> [Given passage]:
**********

Do we need to add any language id while doing data preparation, similar to adding speaker id in train_list.txt/val_list.txt?

SandyPanda-MLDL · 2024-06-23T17:25:42Z

You have to train the PL-bert model with the specific dataset of that particular language you want. A text dataset of size more than 30MB is also sufficient enough, though you can use larger dataset. Then use that trained PL-bert model in StyleTTS2. As you want to work with multilingual data, then of course you need to use specific phonemizer and tokenizer that supports that specific language. And you have to train StyleTTS2 (training stage1 and stage2) with the specific language dataset (train.txt, validate.txt and odd.txt).

nvadigauvce · 2024-06-24T03:46:56Z

@SandyPanda-MLDL Thanks for quick reply and answering first questions, I understood about training of PL-bert model with multi-lingual dataset.

How about other three questions?
2. can we use this ASR model ( ASR_path: "Utils/ASR/epoch_00080.pth") for other than English language ?
3. If multiple languages, do we need to add multiple language data in OOD_data: "Data/OOD_texts.txt" ?
4. Do we need to add any language id while doing data preparation, similar to adding speaker id in train_list.txt/val_list.txt?

traderpedroso · 2024-06-25T09:45:09Z

@SandyPanda-MLDL Thanks for quick reply and answering first questions, I understood about training of PL-bert model with multi-lingual dataset.

How about other three questions? 2. can we use this ASR model ( ASR_path: "Utils/ASR/epoch_00080.pth") for other than English language ? 3. If multiple languages, do we need to add multiple language data in OOD_data: "Data/OOD_texts.txt" ? 4. Do we need to add any language id while doing data preparation, similar to adding speaker id in train_list.txt/val_list.txt?

**********

> [Short exercise]:
Pick up the StyleTTS2 multilingual training thread from its last post and keep it going.

> [Collected data]:
**********

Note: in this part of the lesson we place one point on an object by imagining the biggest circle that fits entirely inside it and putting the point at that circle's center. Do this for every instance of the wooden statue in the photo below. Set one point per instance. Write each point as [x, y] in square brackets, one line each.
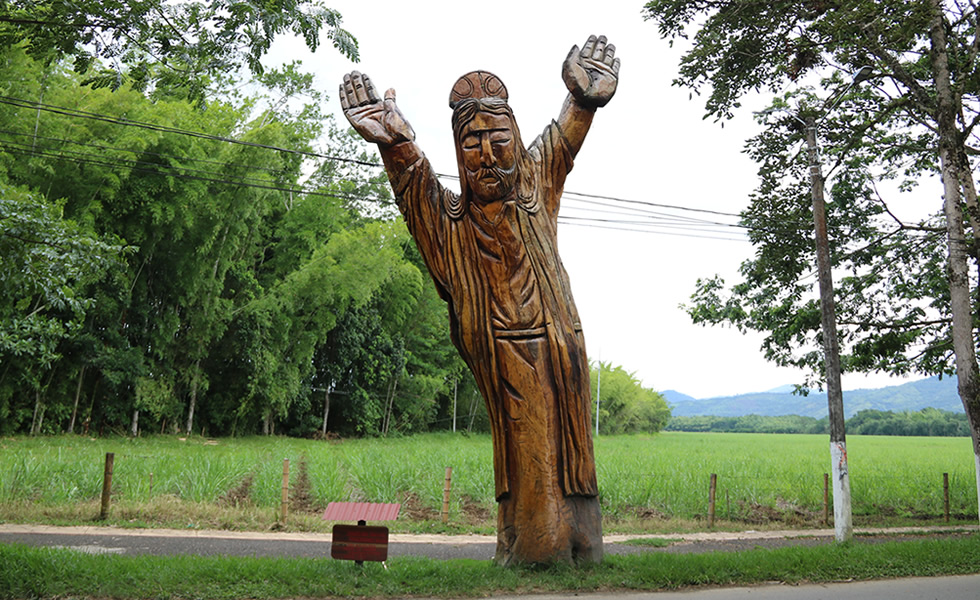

**********

> [Output of the task]:
According to the documentation in the readme, it states that the ASR model performs well in other languages. I tested it and indeed it works fine. However, when I trained my ASR model, StyleTTS improved dramatically. After this, I decided to train all models with my own data and achieved results exactly in terms of quality that the model delivers in English.

nvadigauvce · 2024-06-25T16:53:33Z

@traderpedroso Thanks for reply.

Did you Finetune ASR model (https://github.com/yl4579/AuxiliaryASR) on the top of existing ASR model or trained from scratch with multiple languages ?
Did you also tried to train PL-BERT model with multiple languages ? if yes, then can we combine multiple languages, do we need to give equal amount of training data for each language ?

traderpedroso · 2024-06-26T04:32:55Z

@traderpedroso Thanks for reply.

Did you Finetune ASR model (https://github.com/yl4579/AuxiliaryASR) on the top of existing ASR model or trained from scratch with multiple languages ?

Did you also tried to train PL-BERT model with multiple languages ? if yes, then can we combine multiple languages, do we need to give equal amount of training data for each language ?

I used the PL-BERT recommended in the multilingual repository https://huggingface.co/papercup-ai/multilingual-pl-bert and it worked perfectly for ASR. I tested it with fine-tuning and also tried training from scratch; both approaches gave me the same result. Clearly, the ASR that I trained from scratch was for a single language.

From my experience training StyleTTS 2, it's only worthwhile because the inference is very fast and consumes little VRAM, but the training cost makes it somewhat unfeasible. Besides, you can only train the second stage with a single GPU. Clearly, I didn't train the model from scratch, which would be even more expensive, but I can guarantee that the quality is sensational. Another advantage of StyleTTS 2 is that it doesn’t hallucinate; the generated audios are extremely reliable, especially for real-time streaming applications that don’t need monitoring. However, in terms of cost vs. benefit, I personally prefer Tortoise for the final outcome.

nvadigauvce · 2024-06-26T04:49:52Z

@traderpedroso thanks, I understood Auxillary ASR part. Will train it from scratch if quality is bad.

My use case is for Multi-lingual TTS with Indian languages, but Indian languages are not part of PL-BERT (https://huggingface.co/papercup-ai/multilingual-pl-bert ), so do you think can we still use multilingual-pl-bert for unseen languages ?
For multiple languages, do we need to add multiple language data in OOD_data: "Data/OOD_texts.txt" ?
Do we need to add any language id while doing data preparation for multi-lingual use case, similar to adding speaker id in train_list.txt/val_list.txt? because while inferencing how it will know which language to select ?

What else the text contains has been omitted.